* ABOUT THIS TASK: Every line that contains the word "lens" should be copied from the records below.

- - - - -

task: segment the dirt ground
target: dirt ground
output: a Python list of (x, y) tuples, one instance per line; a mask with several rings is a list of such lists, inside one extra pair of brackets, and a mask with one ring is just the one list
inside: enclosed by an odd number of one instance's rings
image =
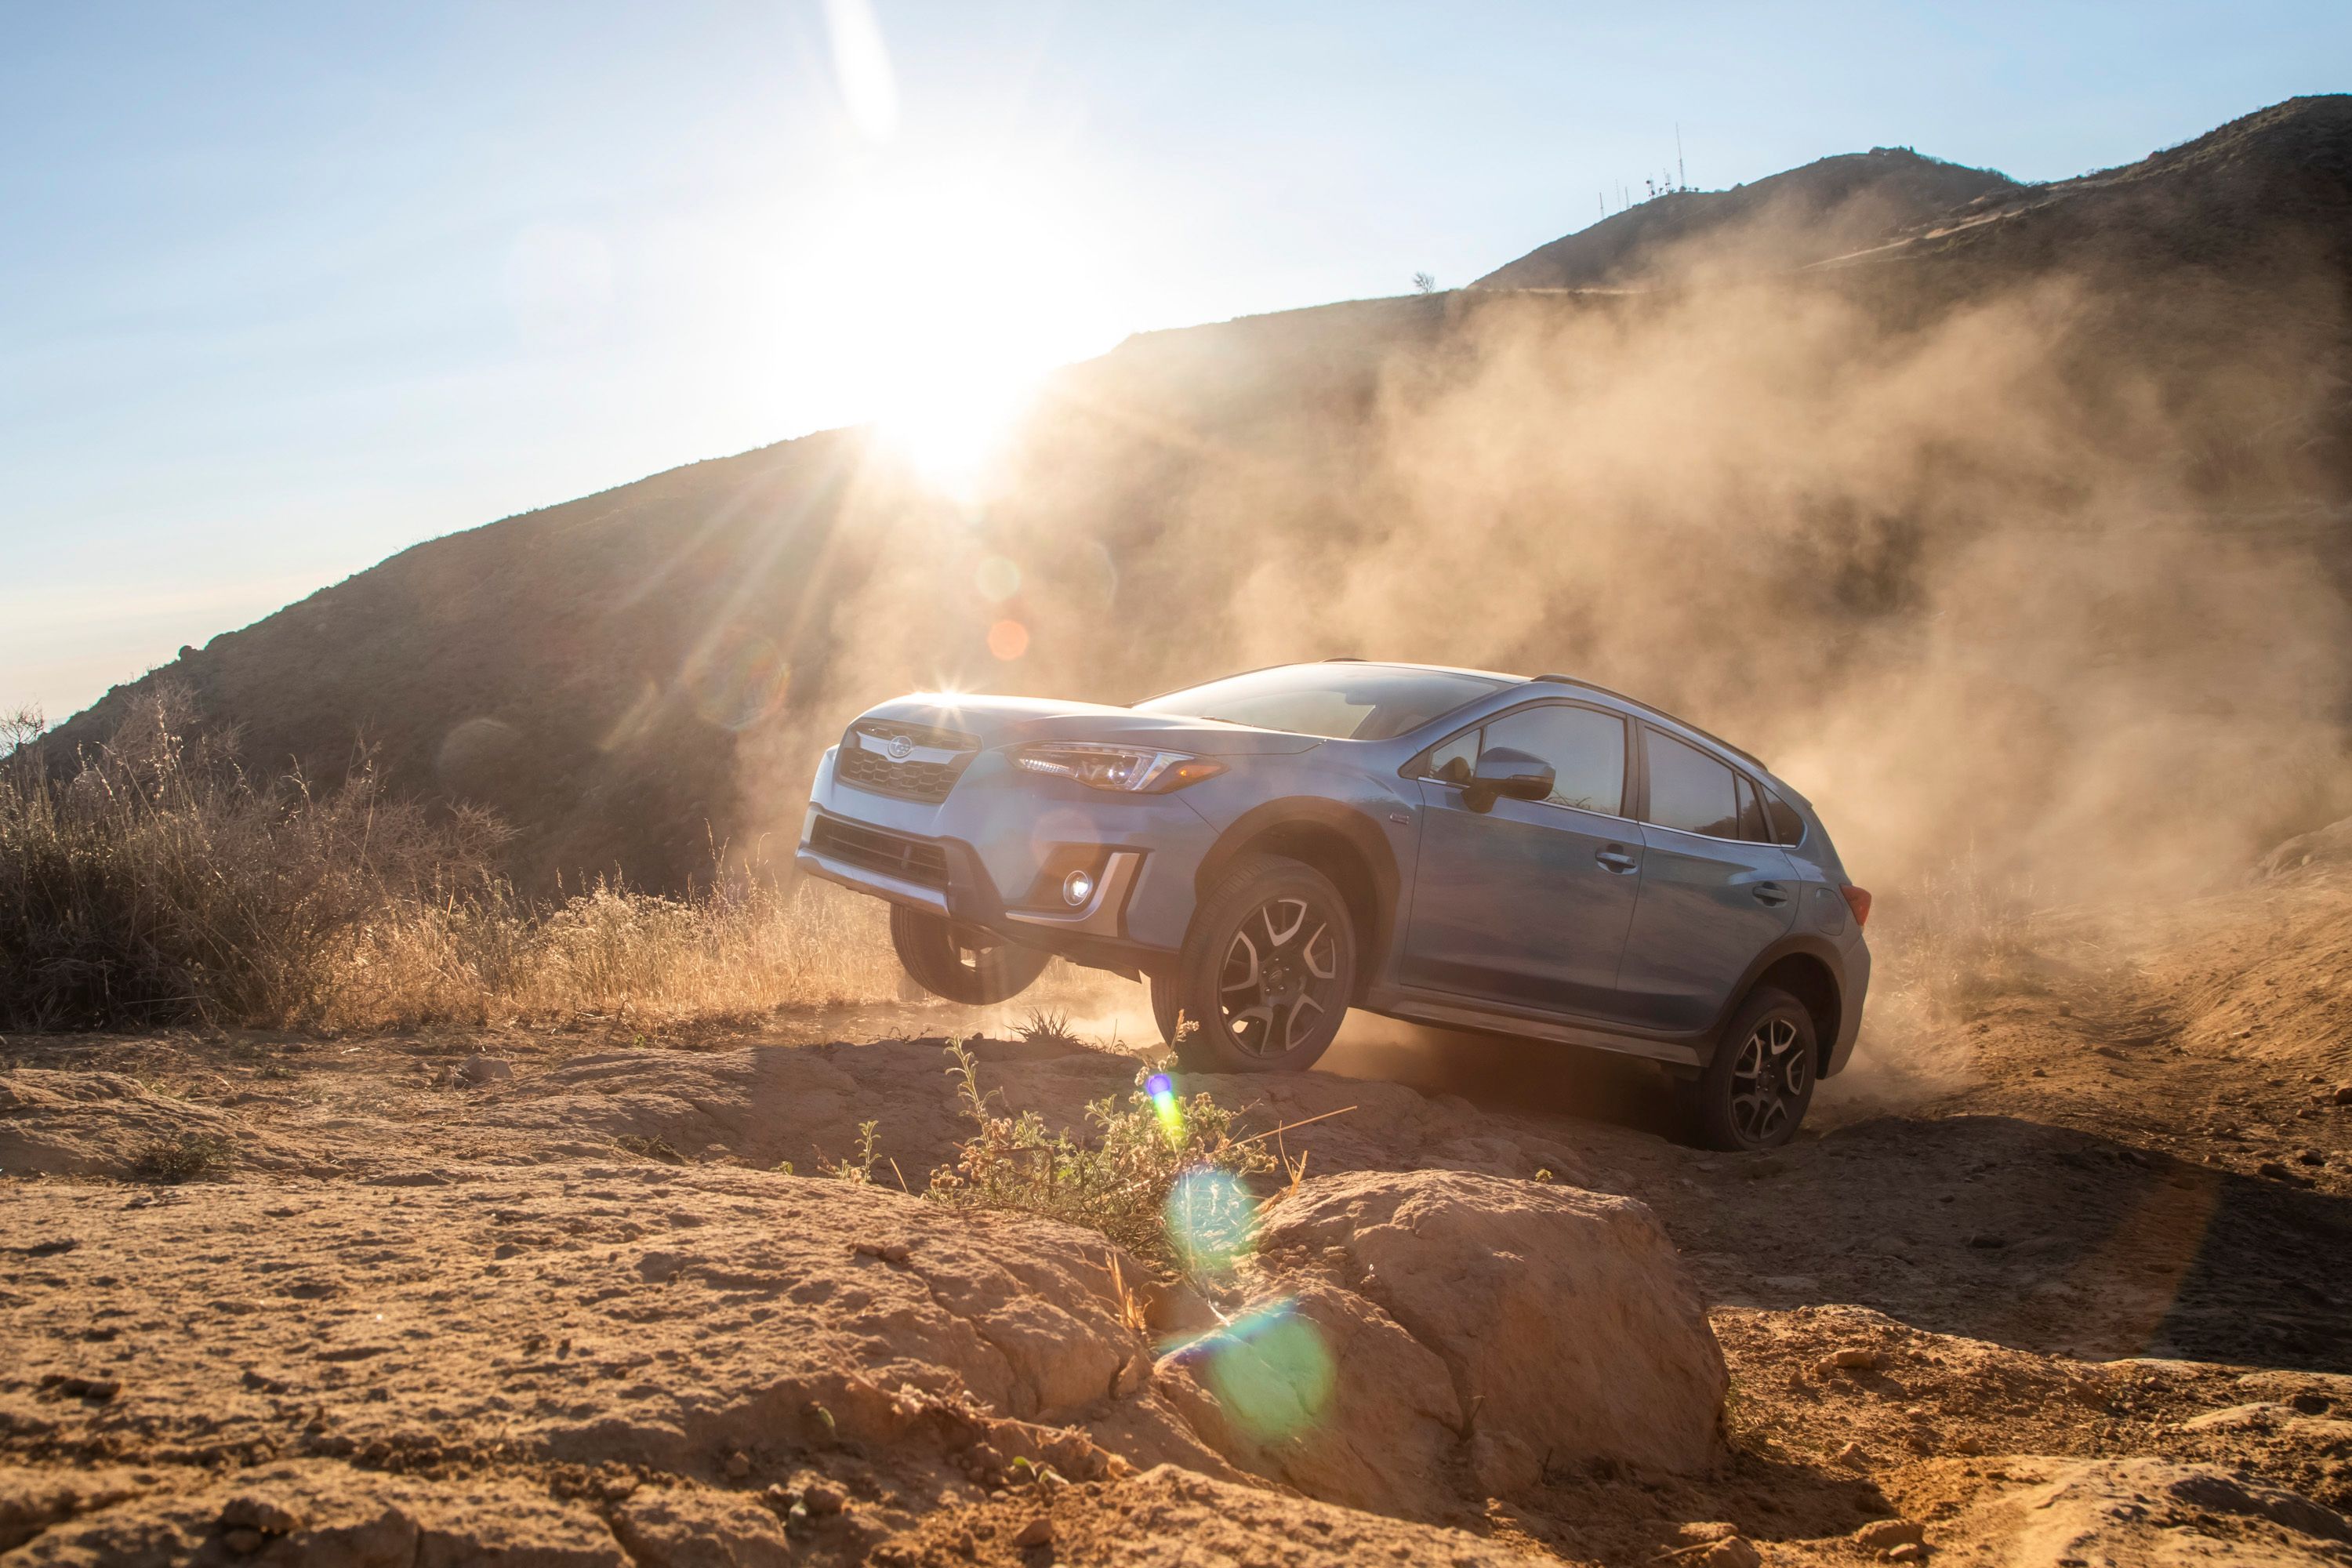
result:
[[(1342, 1112), (1284, 1139), (1310, 1178), (1565, 1183), (1679, 1248), (1721, 1461), (1418, 1521), (1256, 1484), (1136, 1392), (1107, 1251), (898, 1191), (958, 1136), (972, 1016), (13, 1037), (0, 1553), (2352, 1562), (2347, 959), (2328, 877), (2046, 917), (1972, 1000), (1874, 998), (1762, 1157), (1668, 1141), (1638, 1066), (1376, 1020), (1326, 1071), (1187, 1085)], [(1139, 1003), (1076, 1027), (1133, 1042)], [(1132, 1081), (977, 1022), (983, 1083), (1049, 1121)], [(868, 1119), (879, 1190), (824, 1174)]]

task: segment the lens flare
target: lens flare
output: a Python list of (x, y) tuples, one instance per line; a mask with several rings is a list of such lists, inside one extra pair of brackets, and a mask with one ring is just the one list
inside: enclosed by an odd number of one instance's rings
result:
[(1168, 1135), (1169, 1143), (1181, 1143), (1184, 1139), (1184, 1106), (1176, 1098), (1176, 1085), (1164, 1072), (1153, 1073), (1143, 1080), (1143, 1095), (1151, 1101), (1151, 1113), (1160, 1118), (1160, 1131)]
[(1182, 1351), (1202, 1363), (1227, 1416), (1263, 1441), (1312, 1426), (1338, 1381), (1322, 1330), (1296, 1306), (1287, 1297), (1270, 1301)]
[(1257, 1199), (1238, 1176), (1205, 1165), (1176, 1179), (1161, 1218), (1169, 1245), (1194, 1274), (1231, 1268), (1257, 1238)]
[(792, 667), (766, 637), (726, 636), (695, 651), (681, 672), (695, 711), (722, 729), (747, 730), (783, 706)]
[(1002, 555), (992, 555), (982, 562), (973, 577), (982, 595), (997, 604), (1013, 597), (1021, 587), (1021, 568)]
[(988, 628), (988, 651), (1007, 664), (1029, 651), (1029, 628), (1019, 621), (999, 621)]

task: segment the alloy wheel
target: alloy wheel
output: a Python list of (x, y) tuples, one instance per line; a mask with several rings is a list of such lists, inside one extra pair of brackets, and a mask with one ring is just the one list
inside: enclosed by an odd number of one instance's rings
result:
[(1217, 972), (1217, 1005), (1234, 1043), (1279, 1057), (1347, 1005), (1330, 913), (1293, 894), (1242, 917)]
[(1731, 1124), (1746, 1143), (1768, 1143), (1801, 1114), (1812, 1053), (1797, 1026), (1768, 1014), (1757, 1020), (1731, 1068)]

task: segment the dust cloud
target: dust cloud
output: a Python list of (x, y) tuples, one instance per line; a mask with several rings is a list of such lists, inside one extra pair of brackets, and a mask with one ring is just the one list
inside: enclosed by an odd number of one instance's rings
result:
[(1864, 268), (1135, 340), (987, 502), (849, 487), (869, 547), (811, 594), (829, 657), (747, 794), (788, 831), (909, 689), (1124, 702), (1351, 654), (1686, 716), (1821, 808), (1889, 925), (2227, 882), (2352, 813), (2312, 455), (2342, 329), (2316, 282)]

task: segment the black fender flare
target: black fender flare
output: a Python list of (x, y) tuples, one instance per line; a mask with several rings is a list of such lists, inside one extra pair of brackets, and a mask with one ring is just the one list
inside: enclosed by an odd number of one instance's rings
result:
[(1286, 830), (1296, 828), (1336, 835), (1355, 851), (1356, 858), (1363, 865), (1367, 886), (1360, 891), (1371, 905), (1372, 929), (1363, 933), (1365, 954), (1370, 962), (1361, 968), (1369, 976), (1381, 967), (1380, 955), (1388, 951), (1401, 873), (1388, 835), (1369, 813), (1355, 806), (1318, 795), (1293, 795), (1250, 807), (1217, 836), (1215, 845), (1201, 858), (1192, 873), (1194, 897), (1197, 900), (1208, 895), (1234, 856), (1268, 836), (1278, 840)]
[[(1818, 932), (1790, 931), (1756, 955), (1755, 959), (1748, 963), (1747, 970), (1739, 976), (1739, 984), (1731, 988), (1730, 997), (1724, 1003), (1722, 1010), (1708, 1023), (1705, 1034), (1701, 1037), (1705, 1042), (1706, 1059), (1713, 1059), (1716, 1047), (1723, 1043), (1723, 1031), (1730, 1024), (1732, 1015), (1738, 1012), (1742, 1005), (1747, 1002), (1748, 994), (1756, 989), (1756, 983), (1764, 977), (1764, 972), (1782, 959), (1797, 957), (1818, 959), (1822, 967), (1829, 971), (1830, 984), (1834, 988), (1837, 1000), (1836, 1033), (1840, 1036), (1845, 1033), (1851, 1021), (1845, 1005), (1845, 954), (1838, 950), (1835, 942)], [(1824, 1059), (1836, 1055), (1838, 1041), (1835, 1038), (1816, 1043)]]

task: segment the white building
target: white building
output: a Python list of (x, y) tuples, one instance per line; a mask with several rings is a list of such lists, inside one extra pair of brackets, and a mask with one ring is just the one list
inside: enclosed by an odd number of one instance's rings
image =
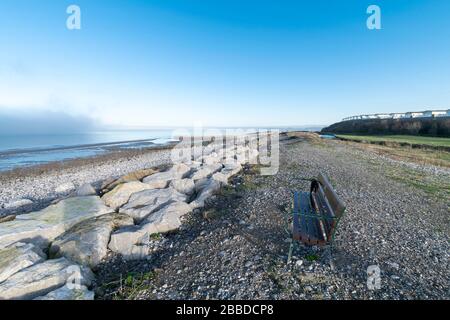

- - - - -

* RESPONSE TO THE EXERCISE:
task: segment the lens flare
target: lens flare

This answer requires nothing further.